Consigne:
Combien de lignes des données ci-dessous contiennent le mot « street » ? Indiquez seulement ce nombre.

------------------------------------------------------------------------

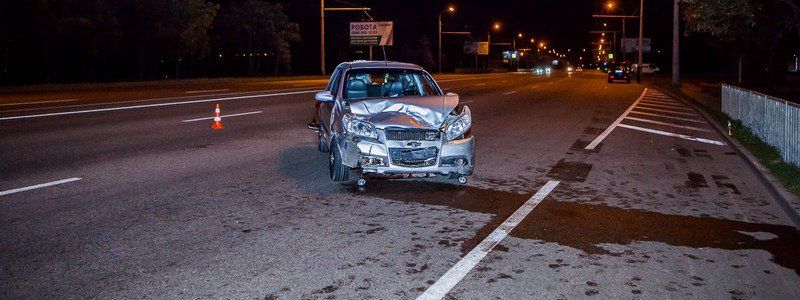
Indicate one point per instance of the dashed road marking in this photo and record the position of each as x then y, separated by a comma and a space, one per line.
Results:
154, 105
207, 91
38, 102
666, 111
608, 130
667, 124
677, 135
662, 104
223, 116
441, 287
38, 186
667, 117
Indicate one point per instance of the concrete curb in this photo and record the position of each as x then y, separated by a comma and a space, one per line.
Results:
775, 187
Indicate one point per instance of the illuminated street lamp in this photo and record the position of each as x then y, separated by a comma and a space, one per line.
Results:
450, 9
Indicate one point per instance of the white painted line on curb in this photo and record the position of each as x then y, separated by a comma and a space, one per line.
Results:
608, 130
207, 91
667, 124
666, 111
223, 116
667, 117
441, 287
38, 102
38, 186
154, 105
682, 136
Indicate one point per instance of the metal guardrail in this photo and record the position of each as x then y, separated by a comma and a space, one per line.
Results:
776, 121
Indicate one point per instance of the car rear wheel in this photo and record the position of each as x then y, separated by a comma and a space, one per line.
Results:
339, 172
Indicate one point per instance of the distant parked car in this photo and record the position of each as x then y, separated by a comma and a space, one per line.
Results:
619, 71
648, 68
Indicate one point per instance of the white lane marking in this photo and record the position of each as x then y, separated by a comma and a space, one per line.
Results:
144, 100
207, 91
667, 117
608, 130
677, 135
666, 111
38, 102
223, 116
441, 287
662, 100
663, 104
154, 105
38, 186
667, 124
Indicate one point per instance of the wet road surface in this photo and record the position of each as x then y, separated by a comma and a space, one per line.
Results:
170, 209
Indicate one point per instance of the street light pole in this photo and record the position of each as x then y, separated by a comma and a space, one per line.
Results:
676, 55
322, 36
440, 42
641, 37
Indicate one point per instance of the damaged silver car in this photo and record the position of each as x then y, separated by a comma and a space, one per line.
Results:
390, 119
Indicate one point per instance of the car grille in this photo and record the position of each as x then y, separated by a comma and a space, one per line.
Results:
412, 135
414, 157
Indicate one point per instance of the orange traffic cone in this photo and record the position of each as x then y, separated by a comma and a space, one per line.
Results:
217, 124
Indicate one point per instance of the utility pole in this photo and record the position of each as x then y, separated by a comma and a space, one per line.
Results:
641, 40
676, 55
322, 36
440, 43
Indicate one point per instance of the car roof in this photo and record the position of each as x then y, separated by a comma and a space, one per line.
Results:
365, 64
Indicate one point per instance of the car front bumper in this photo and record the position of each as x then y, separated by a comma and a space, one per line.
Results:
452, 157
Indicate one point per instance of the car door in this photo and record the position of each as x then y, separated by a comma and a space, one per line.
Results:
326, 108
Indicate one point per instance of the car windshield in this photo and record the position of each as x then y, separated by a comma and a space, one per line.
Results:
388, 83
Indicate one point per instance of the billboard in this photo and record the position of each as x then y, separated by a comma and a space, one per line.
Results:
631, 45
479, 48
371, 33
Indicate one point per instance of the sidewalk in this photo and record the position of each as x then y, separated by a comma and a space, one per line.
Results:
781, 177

------------------------------------------------------------------------

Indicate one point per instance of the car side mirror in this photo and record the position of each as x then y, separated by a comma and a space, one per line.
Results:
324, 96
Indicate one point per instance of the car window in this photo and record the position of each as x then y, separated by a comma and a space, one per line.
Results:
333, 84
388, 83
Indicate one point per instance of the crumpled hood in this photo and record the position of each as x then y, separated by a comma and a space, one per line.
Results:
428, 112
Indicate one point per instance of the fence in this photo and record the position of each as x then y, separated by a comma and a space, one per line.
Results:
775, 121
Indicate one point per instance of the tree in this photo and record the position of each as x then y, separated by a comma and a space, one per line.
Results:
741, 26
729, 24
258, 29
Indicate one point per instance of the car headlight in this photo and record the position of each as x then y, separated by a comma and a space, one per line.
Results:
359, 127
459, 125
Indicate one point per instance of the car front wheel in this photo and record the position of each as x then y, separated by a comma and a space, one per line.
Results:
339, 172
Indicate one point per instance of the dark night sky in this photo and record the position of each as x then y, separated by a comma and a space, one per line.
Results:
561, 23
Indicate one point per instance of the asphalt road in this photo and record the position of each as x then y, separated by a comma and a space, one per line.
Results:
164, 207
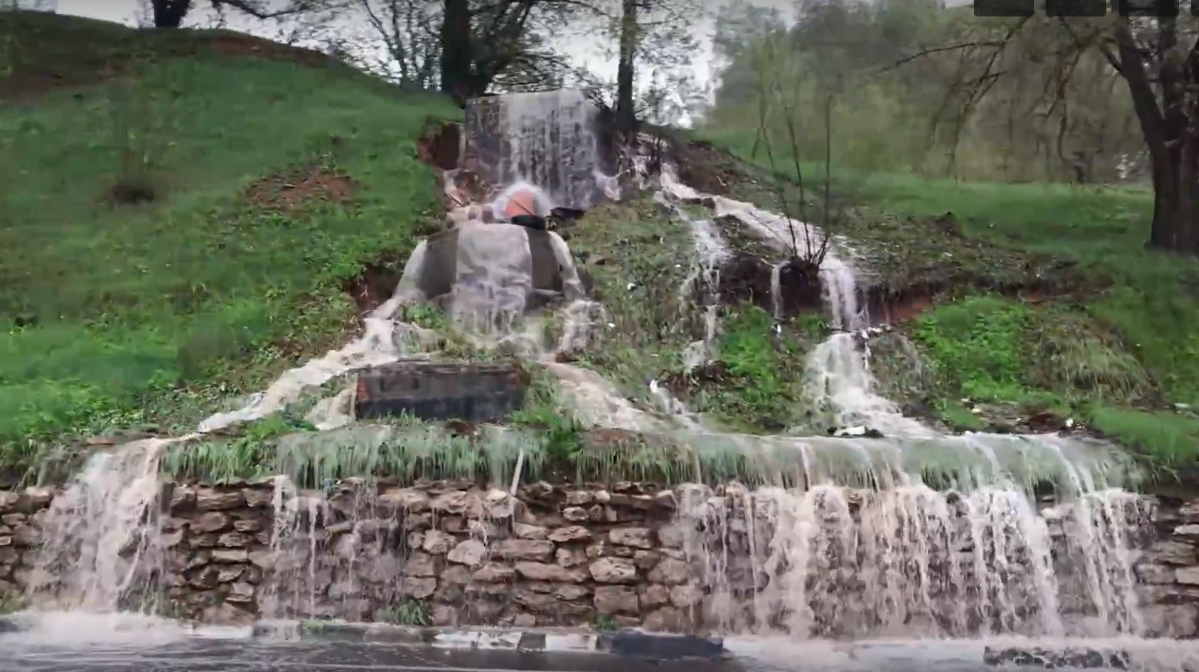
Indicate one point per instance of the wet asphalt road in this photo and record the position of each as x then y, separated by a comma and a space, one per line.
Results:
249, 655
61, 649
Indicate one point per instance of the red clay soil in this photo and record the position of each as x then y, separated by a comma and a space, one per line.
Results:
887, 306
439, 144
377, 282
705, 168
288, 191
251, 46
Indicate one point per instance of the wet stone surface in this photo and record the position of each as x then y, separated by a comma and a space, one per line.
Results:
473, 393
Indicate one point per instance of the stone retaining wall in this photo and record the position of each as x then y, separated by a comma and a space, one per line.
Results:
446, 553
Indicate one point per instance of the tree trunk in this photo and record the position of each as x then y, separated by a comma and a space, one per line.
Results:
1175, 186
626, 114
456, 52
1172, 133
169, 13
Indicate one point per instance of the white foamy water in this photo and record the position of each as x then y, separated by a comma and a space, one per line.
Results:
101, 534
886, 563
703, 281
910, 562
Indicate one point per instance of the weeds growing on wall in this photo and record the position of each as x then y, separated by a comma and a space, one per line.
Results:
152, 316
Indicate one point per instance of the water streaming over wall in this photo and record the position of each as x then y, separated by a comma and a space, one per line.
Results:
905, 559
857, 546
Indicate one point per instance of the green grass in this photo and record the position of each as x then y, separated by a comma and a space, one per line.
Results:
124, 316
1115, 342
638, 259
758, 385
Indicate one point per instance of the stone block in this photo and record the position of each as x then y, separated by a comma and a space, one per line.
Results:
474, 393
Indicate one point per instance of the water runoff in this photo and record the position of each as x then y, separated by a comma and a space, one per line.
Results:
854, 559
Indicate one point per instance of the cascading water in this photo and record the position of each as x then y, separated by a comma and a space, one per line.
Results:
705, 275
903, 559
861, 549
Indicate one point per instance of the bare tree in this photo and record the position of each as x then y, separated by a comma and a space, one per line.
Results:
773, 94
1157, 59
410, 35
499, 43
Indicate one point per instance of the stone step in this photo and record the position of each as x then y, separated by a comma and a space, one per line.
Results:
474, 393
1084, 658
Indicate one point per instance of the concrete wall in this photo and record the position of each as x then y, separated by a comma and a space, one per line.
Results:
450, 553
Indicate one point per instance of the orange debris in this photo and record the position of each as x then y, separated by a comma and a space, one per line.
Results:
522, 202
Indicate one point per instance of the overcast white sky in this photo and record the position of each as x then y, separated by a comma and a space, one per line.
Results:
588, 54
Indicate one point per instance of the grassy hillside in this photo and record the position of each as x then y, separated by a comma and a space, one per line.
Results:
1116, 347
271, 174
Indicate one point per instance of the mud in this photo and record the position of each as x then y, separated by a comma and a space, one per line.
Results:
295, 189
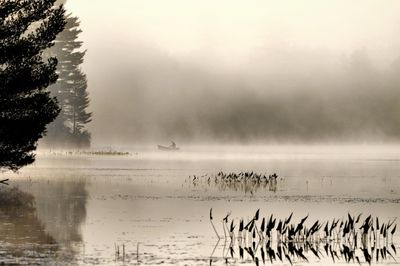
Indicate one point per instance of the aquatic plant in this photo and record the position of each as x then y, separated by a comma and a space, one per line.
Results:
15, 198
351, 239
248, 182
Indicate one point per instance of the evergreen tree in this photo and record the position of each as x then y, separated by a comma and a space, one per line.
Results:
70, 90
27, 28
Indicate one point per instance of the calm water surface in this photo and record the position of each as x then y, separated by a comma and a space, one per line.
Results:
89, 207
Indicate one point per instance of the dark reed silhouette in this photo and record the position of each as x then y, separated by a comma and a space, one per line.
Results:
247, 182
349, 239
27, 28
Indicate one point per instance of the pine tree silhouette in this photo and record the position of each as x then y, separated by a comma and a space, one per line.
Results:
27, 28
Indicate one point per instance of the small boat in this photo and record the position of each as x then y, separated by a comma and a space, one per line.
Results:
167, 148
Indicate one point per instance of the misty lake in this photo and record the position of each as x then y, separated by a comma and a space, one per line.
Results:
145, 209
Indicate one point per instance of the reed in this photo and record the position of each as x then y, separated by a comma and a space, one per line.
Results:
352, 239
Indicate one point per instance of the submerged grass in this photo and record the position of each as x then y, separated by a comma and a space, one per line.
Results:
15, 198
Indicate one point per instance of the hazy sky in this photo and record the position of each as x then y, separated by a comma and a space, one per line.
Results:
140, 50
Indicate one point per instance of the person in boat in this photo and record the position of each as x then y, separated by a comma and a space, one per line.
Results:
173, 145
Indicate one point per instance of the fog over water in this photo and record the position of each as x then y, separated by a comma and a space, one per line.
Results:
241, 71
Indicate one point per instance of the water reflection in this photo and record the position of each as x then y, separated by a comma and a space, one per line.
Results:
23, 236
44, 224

------------------------------------------------------------------------

Résultat:
2